= DATA EXCERPTS =
--------------------------------

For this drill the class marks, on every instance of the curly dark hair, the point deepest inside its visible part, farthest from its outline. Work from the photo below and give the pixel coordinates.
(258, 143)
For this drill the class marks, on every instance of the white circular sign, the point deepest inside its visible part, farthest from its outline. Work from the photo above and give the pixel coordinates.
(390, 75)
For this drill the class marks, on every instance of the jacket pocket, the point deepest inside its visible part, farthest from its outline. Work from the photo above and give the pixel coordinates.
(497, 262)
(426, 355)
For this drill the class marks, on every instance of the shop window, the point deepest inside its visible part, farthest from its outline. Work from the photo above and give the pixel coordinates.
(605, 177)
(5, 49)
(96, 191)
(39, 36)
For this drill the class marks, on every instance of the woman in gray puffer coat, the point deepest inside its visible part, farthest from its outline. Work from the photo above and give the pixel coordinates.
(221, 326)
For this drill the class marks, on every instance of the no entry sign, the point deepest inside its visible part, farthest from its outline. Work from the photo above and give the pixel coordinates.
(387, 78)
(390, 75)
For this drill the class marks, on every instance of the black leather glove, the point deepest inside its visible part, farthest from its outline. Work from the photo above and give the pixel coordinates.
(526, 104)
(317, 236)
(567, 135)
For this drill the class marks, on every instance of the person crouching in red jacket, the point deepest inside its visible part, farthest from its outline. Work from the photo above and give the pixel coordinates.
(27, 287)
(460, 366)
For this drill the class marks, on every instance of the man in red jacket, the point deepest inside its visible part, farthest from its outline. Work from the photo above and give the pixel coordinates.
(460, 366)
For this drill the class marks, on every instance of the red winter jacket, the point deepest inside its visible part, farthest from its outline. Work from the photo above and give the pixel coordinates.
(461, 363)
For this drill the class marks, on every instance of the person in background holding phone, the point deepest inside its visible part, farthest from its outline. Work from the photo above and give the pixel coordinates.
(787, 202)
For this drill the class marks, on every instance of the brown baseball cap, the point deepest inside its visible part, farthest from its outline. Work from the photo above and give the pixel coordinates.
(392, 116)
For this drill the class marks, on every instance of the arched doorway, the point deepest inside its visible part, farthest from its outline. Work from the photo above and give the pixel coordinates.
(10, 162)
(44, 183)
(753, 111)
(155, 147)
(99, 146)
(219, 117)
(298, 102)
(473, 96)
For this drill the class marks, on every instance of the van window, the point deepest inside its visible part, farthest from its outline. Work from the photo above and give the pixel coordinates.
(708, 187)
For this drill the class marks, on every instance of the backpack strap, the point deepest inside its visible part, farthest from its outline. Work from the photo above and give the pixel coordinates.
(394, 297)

--------------------------------

= EXERCISE GOAL =
Reproduce the entries verbatim, starting with the line that contains "of the brown" and continuing up to and including the final line of the entries.

= RESPONSE =
For this drill the class marks, on every instance of the brown baseball cap, the point deepest inside its visible part, farthest from its outline. Work from the photo above and give the pixel coordinates.
(392, 116)
For this drill the class marks, on every instance of the arched doorway, the point deepest inside its visible part, farthest from its outline. Work from the photo above and give the pixel coordinates.
(10, 162)
(44, 183)
(753, 111)
(155, 147)
(99, 146)
(219, 117)
(298, 102)
(473, 96)
For this drill the class marks, on every instance of the van window, the point deepest inside its visible part, farthest from its outline. Work from the photo above and give the pixel coordinates.
(708, 187)
For this drill the class marks, on every instance of the backpack strap, the point deepest inside its visible part, farthest from its outline. Work from the photo above and give the pixel coordinates.
(394, 297)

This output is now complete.